Written task – Rewrite every line of the entries from the line with "foliage accordingly in the photo above." through the end of the entries, shifting each point coordinate by adding 96 to both of its numbers. Keep the text lines unchanged, and leave the pictures out.
____ Supplied material
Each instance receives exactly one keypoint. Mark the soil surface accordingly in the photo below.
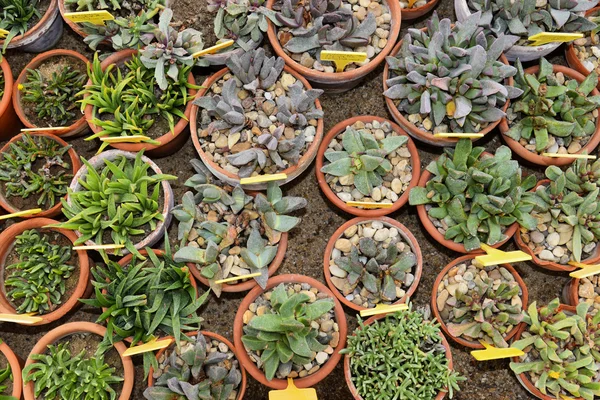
(489, 380)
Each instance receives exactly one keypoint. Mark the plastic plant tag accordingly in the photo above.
(263, 178)
(342, 58)
(93, 17)
(495, 256)
(553, 37)
(213, 49)
(383, 309)
(293, 393)
(495, 353)
(146, 347)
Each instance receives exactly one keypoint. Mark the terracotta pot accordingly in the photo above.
(552, 266)
(9, 122)
(450, 244)
(233, 179)
(55, 210)
(340, 128)
(15, 366)
(251, 367)
(167, 194)
(169, 142)
(423, 135)
(465, 342)
(406, 235)
(211, 336)
(70, 328)
(341, 81)
(7, 238)
(539, 159)
(78, 127)
(348, 375)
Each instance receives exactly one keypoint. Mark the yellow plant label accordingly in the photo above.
(293, 393)
(343, 58)
(552, 37)
(93, 17)
(495, 256)
(213, 49)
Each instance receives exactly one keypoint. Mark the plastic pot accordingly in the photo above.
(70, 328)
(233, 179)
(539, 159)
(259, 375)
(404, 233)
(348, 374)
(340, 128)
(170, 142)
(465, 342)
(75, 129)
(55, 210)
(339, 82)
(212, 336)
(167, 194)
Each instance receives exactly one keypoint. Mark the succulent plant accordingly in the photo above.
(476, 196)
(193, 372)
(548, 108)
(286, 334)
(364, 157)
(451, 75)
(561, 351)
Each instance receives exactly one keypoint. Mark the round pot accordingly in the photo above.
(406, 235)
(75, 129)
(60, 332)
(423, 135)
(43, 35)
(471, 343)
(523, 53)
(212, 336)
(98, 162)
(55, 210)
(341, 81)
(550, 265)
(340, 128)
(233, 179)
(348, 375)
(450, 244)
(9, 122)
(539, 159)
(169, 142)
(7, 239)
(258, 374)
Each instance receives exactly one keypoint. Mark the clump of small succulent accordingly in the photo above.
(259, 118)
(553, 115)
(473, 197)
(222, 229)
(284, 333)
(374, 351)
(561, 351)
(35, 167)
(199, 369)
(449, 78)
(485, 304)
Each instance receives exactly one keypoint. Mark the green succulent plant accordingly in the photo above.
(377, 352)
(285, 334)
(18, 174)
(547, 108)
(452, 75)
(561, 351)
(58, 374)
(193, 372)
(476, 195)
(364, 157)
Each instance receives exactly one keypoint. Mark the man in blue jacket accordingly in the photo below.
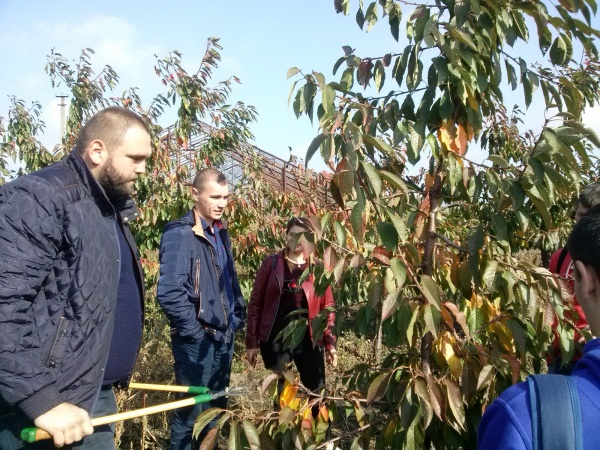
(506, 424)
(71, 308)
(199, 291)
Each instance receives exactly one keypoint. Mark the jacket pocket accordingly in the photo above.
(197, 291)
(59, 343)
(9, 433)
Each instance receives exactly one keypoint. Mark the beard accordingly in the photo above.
(114, 184)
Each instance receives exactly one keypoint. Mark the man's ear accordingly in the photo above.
(587, 278)
(96, 153)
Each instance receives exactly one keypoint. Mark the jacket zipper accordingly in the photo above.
(55, 340)
(278, 302)
(212, 255)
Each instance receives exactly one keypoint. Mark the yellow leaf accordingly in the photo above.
(307, 414)
(461, 142)
(324, 412)
(472, 101)
(294, 404)
(446, 134)
(288, 394)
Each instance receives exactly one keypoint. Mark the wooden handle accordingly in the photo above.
(170, 388)
(34, 434)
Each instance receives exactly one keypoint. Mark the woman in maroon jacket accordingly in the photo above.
(276, 293)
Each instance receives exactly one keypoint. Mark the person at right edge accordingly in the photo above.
(562, 264)
(277, 292)
(507, 422)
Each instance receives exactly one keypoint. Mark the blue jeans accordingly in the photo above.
(12, 422)
(205, 363)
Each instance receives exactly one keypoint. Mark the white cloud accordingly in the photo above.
(591, 117)
(114, 40)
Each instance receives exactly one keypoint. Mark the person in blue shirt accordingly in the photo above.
(198, 290)
(506, 423)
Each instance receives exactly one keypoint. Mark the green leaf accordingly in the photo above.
(378, 387)
(499, 160)
(292, 71)
(393, 180)
(371, 15)
(251, 434)
(313, 147)
(394, 21)
(455, 402)
(558, 51)
(338, 63)
(319, 78)
(399, 224)
(431, 291)
(501, 228)
(485, 376)
(377, 143)
(292, 87)
(328, 99)
(357, 220)
(379, 75)
(340, 233)
(347, 80)
(360, 18)
(372, 177)
(399, 270)
(234, 442)
(431, 317)
(388, 234)
(204, 419)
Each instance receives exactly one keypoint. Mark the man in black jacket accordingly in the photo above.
(71, 285)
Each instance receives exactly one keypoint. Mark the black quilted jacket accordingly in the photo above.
(59, 274)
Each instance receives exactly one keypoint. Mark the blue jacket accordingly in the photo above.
(506, 424)
(59, 275)
(190, 287)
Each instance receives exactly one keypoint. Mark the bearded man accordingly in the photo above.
(71, 286)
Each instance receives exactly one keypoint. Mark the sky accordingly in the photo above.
(261, 40)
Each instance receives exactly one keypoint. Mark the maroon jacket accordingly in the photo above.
(264, 302)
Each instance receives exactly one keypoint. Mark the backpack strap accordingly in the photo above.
(561, 259)
(555, 413)
(273, 261)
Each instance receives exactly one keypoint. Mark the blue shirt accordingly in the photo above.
(226, 276)
(506, 424)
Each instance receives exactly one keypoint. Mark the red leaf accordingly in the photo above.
(438, 400)
(515, 366)
(329, 259)
(382, 255)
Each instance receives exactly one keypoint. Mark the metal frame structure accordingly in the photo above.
(281, 175)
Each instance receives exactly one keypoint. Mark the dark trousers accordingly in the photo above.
(103, 437)
(205, 363)
(309, 361)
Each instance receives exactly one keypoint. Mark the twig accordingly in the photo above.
(449, 242)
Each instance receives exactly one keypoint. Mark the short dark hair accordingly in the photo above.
(584, 241)
(109, 125)
(206, 175)
(590, 195)
(301, 222)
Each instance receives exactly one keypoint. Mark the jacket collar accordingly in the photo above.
(125, 206)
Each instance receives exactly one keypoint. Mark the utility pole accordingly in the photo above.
(62, 105)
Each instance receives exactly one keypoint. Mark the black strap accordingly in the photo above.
(555, 413)
(561, 259)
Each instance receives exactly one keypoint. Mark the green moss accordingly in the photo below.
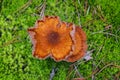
(16, 60)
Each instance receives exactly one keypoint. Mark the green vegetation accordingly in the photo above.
(99, 19)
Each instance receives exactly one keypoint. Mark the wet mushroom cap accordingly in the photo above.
(56, 39)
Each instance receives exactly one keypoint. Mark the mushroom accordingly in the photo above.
(56, 39)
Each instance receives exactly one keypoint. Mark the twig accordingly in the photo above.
(106, 33)
(104, 68)
(21, 9)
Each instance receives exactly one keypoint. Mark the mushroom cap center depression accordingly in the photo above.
(53, 38)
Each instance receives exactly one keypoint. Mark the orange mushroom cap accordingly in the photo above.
(58, 40)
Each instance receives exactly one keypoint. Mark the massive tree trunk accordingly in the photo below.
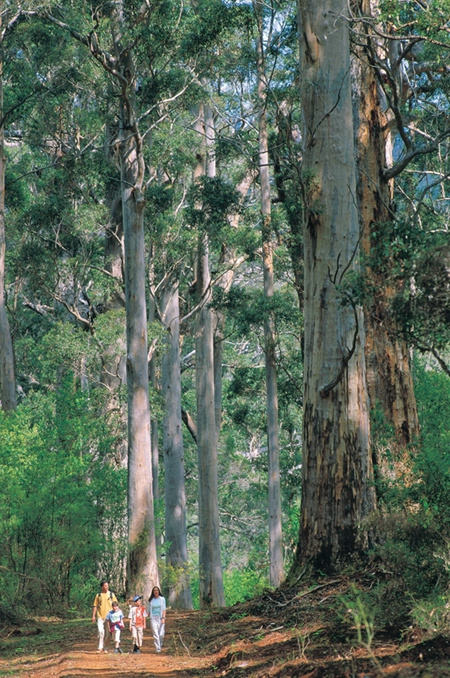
(7, 372)
(142, 565)
(174, 486)
(389, 378)
(274, 498)
(337, 490)
(211, 590)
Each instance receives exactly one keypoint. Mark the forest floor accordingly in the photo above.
(278, 635)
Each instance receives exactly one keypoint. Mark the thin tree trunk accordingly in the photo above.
(275, 528)
(142, 565)
(337, 488)
(154, 384)
(211, 590)
(7, 371)
(174, 485)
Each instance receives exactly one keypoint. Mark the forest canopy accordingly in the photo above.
(224, 298)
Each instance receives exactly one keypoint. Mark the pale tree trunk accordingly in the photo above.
(154, 383)
(211, 590)
(174, 486)
(389, 377)
(7, 371)
(113, 374)
(229, 262)
(337, 474)
(275, 528)
(142, 565)
(142, 570)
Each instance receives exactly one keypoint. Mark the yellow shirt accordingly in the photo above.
(103, 602)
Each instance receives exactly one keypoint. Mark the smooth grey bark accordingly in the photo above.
(142, 565)
(274, 490)
(211, 590)
(337, 474)
(7, 372)
(154, 383)
(179, 596)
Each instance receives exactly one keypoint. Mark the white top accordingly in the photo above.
(157, 606)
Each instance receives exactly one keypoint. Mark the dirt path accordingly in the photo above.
(78, 656)
(283, 635)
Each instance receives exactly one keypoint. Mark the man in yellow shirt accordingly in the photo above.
(102, 605)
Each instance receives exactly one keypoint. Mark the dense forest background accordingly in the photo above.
(188, 123)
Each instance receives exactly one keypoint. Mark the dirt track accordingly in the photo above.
(78, 657)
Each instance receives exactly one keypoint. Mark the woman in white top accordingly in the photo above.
(157, 614)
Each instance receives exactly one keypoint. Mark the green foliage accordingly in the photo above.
(412, 558)
(59, 500)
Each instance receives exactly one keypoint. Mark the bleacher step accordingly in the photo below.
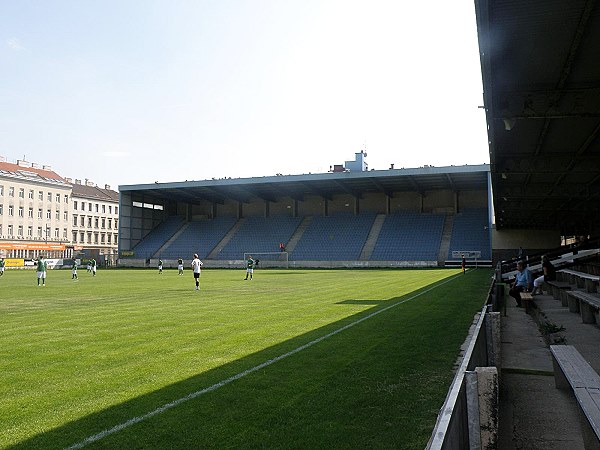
(369, 246)
(291, 245)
________
Expected answer –
Each instance receives exactly one keypoint. Mark the green foliage accordingly in the photo above.
(508, 654)
(155, 596)
Each instance receives exactly one keypoint. Mark the bleacher step accordingly in the photo below.
(465, 342)
(387, 341)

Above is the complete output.